#### Problem:
Continue the text on implementing gradient descent from the point where it stops.

In [1]:
import numpy as np

## 6) Implementing gradient descent
In this section we will implement generic versions of gradient descent and apply these to the SVM objective.

<b>Note: </b> If you need a refresher on gradient descent,
you may want to reference
<a href="https://openlearninglibrary.mit.edu/courses/course-v1:MITx+6.036+1T2019/courseware/Week4/gradient_descent/2">this week's notes</a>.

### 6.1) Implementing Gradient Descent
We want to find the $x$ that minimizes the value of the *objective
function* $f(x)$, for an arbitrary scalar function $f$.  The function
$f$ will be implemented as a Python function of one argument, that
will be a numpy column vector.  For efficiency, we will work with
Python functions that return not just the value of $f$ at $f(x)$ but
also return the gradient vector at $x$, that is, $\nabla_x f(x)$.

We will now implement a generic gradient descent function, `gd`, that
has the following input arguments:

* `f`: a function whose input is an `x`, a column vector, and
  returns a scalar.
* `df`: a function whose input is an `x`, a column vector, and
  returns a column vector representing the gradient of `f` at `x`.
* `x0`: an initial value of $x$, `x0`, which is a column vector.
* `step_size_fn`: a function that is given the iteration index (an
  integer) and returns a step size.
* `max_iter`: the number of iterations to perform

Our function `gd` returns a tuple:

* `x`: the value at the final step
* `fs`: the list of values of `f` found during all the iterations (including `f(x0)`)
* `xs`: the list of values of `x` found during all the iterations (including `x0`)

**Hint:** This is a short function!

**Hint 2:** If you do `temp_x = x` where `x` is a vector
(numpy array), then `temp_x` is just another name for the same vector
as `x` and changing an entry in one will change an entry in the other.

#### Dataset records:
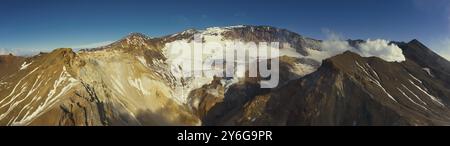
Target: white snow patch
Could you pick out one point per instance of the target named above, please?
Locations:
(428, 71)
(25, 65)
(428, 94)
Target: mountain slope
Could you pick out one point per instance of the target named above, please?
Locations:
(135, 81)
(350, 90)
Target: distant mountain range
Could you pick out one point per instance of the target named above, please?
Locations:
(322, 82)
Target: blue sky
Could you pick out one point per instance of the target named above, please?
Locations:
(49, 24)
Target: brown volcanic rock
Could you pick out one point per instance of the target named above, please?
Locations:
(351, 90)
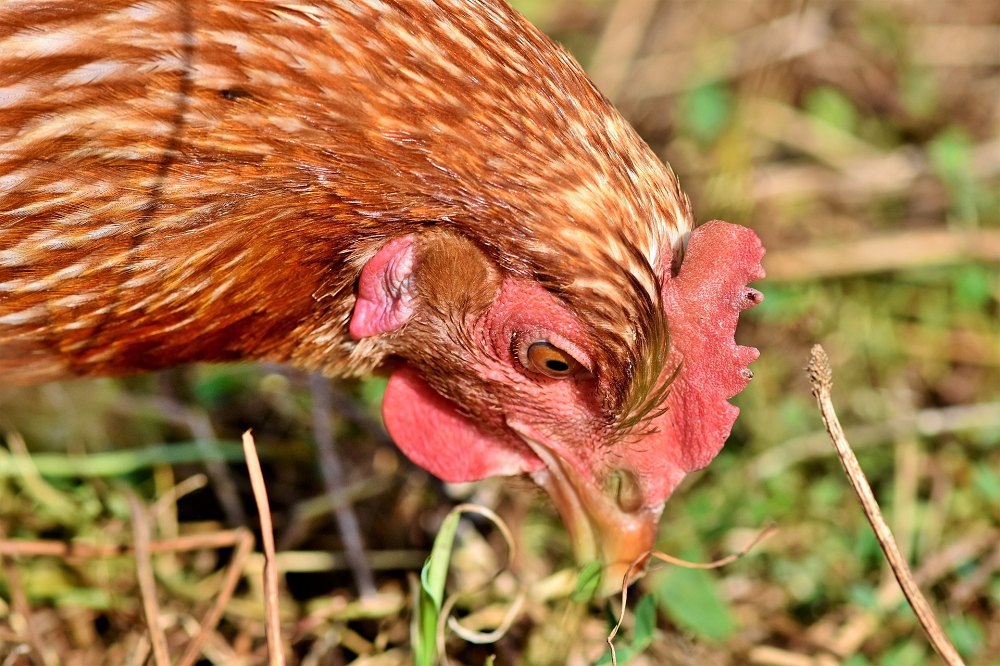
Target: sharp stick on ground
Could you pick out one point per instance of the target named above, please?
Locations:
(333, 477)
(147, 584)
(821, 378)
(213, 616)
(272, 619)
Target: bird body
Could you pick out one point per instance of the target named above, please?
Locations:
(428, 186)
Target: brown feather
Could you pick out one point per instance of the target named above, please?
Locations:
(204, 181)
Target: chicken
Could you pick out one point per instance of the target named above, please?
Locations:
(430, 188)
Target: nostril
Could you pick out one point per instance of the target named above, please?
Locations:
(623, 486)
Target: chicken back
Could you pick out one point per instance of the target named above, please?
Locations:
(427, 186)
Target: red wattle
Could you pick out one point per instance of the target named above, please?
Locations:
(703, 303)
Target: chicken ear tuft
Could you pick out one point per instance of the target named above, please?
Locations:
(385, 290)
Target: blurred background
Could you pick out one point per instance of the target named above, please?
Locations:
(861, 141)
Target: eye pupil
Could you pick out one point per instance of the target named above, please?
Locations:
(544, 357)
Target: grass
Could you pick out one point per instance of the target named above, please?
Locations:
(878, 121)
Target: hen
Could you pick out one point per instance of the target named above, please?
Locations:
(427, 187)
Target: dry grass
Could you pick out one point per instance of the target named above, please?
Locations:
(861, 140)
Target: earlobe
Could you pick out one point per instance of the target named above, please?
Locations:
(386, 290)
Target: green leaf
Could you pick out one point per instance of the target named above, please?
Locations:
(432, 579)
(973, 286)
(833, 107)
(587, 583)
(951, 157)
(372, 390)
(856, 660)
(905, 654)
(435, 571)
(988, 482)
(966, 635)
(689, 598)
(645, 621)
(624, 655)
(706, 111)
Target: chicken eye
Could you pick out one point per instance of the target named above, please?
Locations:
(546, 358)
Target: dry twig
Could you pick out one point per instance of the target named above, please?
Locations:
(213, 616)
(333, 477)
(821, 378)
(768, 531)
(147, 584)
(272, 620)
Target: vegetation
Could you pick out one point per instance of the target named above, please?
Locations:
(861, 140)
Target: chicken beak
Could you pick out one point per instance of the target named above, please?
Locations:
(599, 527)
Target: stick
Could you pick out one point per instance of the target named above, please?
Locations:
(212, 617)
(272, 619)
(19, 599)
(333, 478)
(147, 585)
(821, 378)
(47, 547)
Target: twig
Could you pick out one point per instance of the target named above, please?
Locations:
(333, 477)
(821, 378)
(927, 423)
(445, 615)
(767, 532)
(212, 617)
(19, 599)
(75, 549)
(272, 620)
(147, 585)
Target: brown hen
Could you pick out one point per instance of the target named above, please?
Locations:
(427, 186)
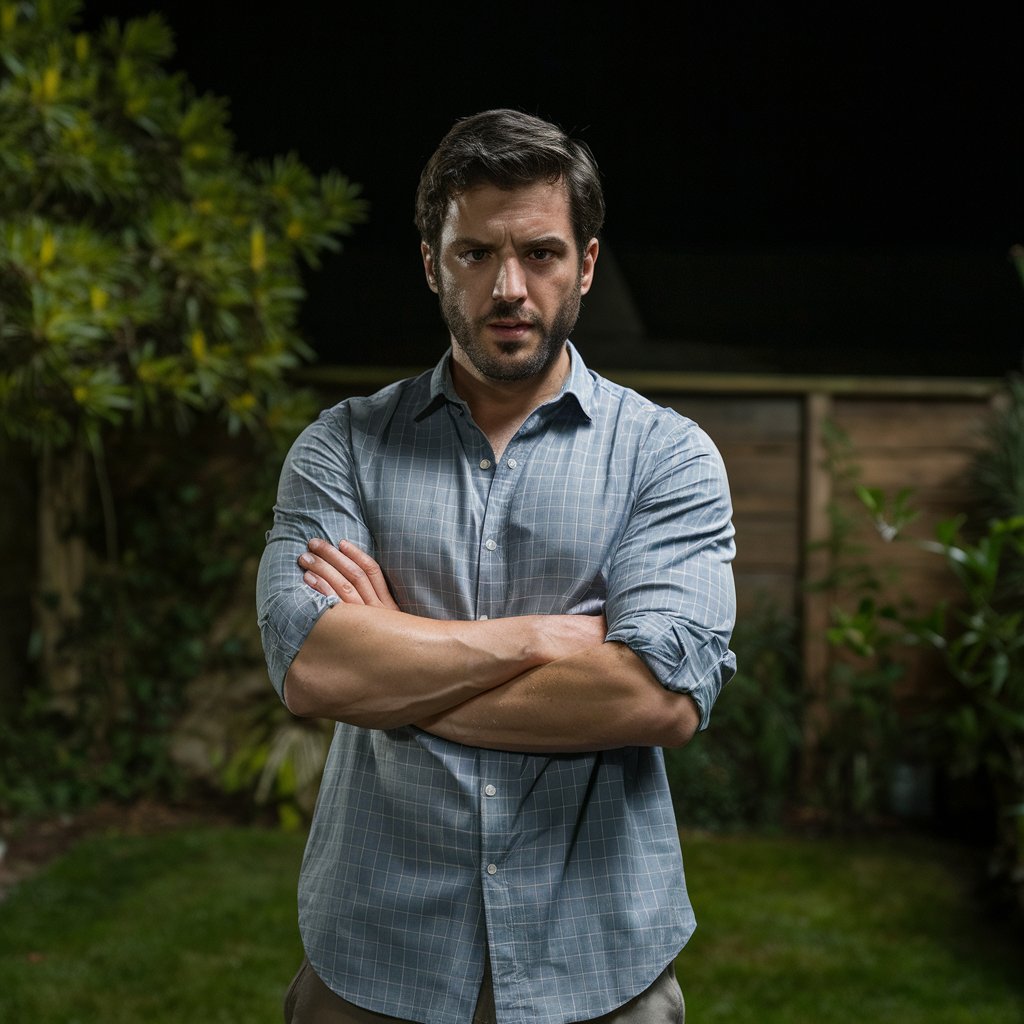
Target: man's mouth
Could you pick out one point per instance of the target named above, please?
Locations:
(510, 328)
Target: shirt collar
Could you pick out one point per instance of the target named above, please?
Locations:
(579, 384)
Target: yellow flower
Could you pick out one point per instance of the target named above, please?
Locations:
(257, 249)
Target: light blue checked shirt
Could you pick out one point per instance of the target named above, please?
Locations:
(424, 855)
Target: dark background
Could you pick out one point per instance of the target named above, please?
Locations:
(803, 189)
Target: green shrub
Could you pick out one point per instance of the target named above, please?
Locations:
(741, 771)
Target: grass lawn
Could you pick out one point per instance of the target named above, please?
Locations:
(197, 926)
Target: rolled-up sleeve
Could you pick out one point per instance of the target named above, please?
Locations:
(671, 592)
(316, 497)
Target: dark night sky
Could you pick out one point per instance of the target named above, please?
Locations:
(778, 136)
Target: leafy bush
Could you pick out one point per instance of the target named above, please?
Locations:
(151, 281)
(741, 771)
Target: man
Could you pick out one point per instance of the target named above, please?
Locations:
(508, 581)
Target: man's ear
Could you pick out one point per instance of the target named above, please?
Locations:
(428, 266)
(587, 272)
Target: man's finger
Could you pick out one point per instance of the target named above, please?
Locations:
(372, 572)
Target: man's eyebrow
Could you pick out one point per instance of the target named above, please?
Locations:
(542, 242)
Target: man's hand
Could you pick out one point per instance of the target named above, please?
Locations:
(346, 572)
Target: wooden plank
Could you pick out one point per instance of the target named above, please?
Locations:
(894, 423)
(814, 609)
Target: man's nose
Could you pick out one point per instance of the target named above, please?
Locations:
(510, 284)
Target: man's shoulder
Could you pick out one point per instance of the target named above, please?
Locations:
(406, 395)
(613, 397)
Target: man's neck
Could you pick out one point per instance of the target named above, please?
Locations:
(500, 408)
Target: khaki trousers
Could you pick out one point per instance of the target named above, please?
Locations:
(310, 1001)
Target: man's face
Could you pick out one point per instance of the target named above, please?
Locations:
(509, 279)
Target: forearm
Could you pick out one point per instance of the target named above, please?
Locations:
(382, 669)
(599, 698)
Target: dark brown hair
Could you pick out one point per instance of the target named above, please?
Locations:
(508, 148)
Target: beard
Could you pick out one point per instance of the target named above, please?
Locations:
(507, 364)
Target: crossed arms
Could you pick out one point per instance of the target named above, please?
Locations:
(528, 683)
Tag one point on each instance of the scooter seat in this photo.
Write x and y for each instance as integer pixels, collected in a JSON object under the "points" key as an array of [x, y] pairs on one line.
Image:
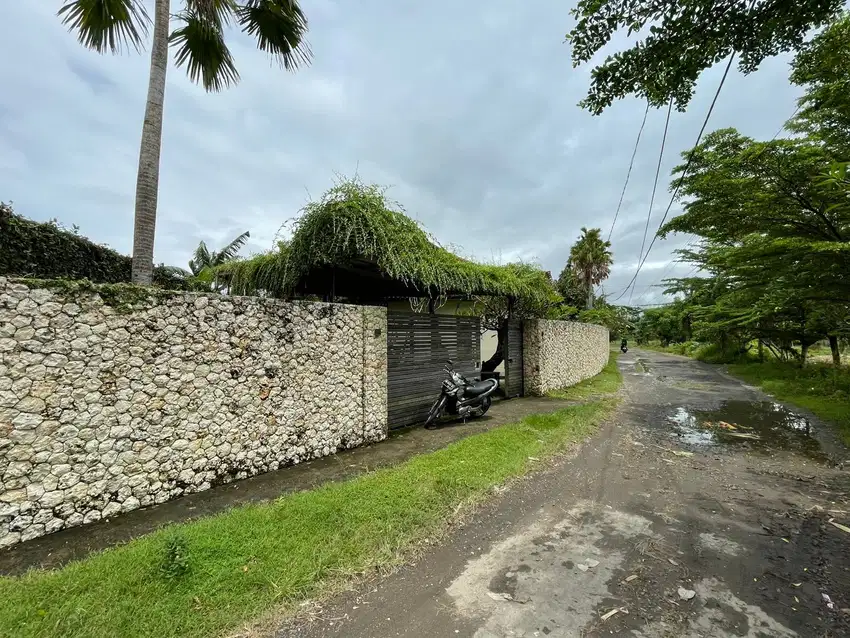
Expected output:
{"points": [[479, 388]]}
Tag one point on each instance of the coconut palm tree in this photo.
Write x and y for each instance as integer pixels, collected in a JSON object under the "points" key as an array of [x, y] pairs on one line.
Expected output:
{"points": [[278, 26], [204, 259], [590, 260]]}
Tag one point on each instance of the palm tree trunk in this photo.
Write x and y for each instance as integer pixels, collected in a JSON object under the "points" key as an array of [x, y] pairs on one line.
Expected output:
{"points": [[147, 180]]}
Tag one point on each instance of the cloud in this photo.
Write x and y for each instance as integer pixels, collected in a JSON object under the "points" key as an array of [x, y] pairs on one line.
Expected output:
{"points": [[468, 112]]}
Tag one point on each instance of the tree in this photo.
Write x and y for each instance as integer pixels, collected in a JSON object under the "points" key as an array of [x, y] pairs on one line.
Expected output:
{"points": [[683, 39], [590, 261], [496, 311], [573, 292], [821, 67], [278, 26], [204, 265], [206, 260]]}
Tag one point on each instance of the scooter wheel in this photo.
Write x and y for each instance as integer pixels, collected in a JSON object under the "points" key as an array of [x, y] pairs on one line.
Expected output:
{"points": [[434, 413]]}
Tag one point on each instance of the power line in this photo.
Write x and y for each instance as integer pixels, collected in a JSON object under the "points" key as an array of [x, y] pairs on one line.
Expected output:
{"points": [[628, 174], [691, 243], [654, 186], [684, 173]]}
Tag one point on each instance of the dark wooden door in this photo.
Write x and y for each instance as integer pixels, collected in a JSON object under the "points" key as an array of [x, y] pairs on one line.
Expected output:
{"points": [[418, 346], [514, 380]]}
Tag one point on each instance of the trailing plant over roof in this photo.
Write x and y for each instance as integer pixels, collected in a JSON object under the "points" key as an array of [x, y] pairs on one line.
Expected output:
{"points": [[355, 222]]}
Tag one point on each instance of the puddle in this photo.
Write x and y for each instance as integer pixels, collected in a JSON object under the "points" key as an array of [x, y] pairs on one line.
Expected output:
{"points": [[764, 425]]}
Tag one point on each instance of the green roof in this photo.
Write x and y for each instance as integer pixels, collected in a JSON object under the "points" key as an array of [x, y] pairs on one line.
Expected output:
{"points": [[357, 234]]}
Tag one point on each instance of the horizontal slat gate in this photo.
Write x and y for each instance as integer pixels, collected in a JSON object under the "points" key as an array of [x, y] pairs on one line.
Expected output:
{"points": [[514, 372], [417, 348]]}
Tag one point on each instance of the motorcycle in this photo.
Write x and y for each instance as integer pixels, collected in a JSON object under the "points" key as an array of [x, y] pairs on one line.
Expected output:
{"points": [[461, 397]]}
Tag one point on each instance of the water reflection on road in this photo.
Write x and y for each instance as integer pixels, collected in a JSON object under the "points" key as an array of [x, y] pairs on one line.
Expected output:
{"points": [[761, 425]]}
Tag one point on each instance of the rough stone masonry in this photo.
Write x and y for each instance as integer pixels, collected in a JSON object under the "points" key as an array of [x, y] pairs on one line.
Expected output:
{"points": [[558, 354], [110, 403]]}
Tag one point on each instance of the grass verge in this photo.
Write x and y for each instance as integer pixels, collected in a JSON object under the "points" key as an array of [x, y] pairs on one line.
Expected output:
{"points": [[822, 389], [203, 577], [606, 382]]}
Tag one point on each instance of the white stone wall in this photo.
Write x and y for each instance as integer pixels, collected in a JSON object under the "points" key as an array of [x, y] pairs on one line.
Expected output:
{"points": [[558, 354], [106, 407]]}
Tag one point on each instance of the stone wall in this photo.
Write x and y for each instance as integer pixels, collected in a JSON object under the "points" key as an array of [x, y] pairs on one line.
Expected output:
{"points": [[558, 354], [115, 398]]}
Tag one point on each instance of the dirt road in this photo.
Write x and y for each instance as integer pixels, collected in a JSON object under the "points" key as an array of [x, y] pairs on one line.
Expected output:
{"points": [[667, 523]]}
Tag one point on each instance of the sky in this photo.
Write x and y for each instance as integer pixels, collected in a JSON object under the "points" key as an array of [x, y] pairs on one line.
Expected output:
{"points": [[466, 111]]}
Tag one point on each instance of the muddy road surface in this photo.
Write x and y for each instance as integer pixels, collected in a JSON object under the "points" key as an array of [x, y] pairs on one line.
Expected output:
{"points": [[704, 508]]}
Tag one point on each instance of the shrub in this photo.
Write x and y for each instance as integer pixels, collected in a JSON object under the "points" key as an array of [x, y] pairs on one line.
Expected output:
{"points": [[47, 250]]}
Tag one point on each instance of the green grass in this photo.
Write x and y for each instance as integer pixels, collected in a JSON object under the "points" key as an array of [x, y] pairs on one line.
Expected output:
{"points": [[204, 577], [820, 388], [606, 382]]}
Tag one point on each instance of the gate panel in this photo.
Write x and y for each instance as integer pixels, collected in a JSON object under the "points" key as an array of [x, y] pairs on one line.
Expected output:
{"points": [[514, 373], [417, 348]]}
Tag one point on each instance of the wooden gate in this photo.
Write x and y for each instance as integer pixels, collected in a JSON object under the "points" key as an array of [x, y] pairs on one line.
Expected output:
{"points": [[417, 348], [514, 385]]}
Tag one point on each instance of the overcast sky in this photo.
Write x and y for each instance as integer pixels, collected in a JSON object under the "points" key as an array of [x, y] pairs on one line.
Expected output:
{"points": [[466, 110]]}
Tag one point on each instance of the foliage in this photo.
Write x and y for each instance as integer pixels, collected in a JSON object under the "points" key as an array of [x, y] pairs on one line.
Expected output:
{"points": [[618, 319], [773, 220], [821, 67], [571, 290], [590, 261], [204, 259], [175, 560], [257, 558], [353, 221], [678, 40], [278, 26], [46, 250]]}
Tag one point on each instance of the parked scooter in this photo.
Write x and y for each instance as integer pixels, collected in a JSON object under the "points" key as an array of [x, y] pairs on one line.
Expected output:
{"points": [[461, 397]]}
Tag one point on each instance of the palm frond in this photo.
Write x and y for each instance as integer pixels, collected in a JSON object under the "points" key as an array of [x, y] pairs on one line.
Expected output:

#### Task answer:
You should either use `x.copy()` or remember to change entries back after modification.

Some utilities you may find useful are included below.

In [2]:
def rv(value_list):
    return np.array([value_list])

def cv(value_list):
    return np.transpose(rv(value_list))

def f1(x):
    return float((2 * x + 3)**2)

def df1(x):
    return 2 * 2 * (2 * x + 3)

def f2(v):
    x = float(v[0]); y = float(v[1])
    return (x - 2.) * (x - 3.) * (x + 3.) * (x + 1.) + (x + y -1)**2

def df2(v):
    x = float(v[0]); y = float(v[1])
    return cv([(-3. + x) * (-2. + x) * (1. + x) + \
               (-3. + x) * (-2. + x) * (3. + x) + \
               (-3. + x) * (1. + x) * (3. + x) + \
               (-2. + x) * (1. + x) * (3. + x) + \
               2 * (-1. + x + y),
               2 * (-1. + x + y)])

In [3]:
def gd(f, df, x0, step_size_fn, max_iter):
    x = x0
    fs = [f(x)]
    xs = [x.copy()]
    for i in range (max_iter): 
        x = x - step_size_fn(i)*df(x)
        fs.append(f(x))
        xs.append(x.copy())
    return(x,fs,xs)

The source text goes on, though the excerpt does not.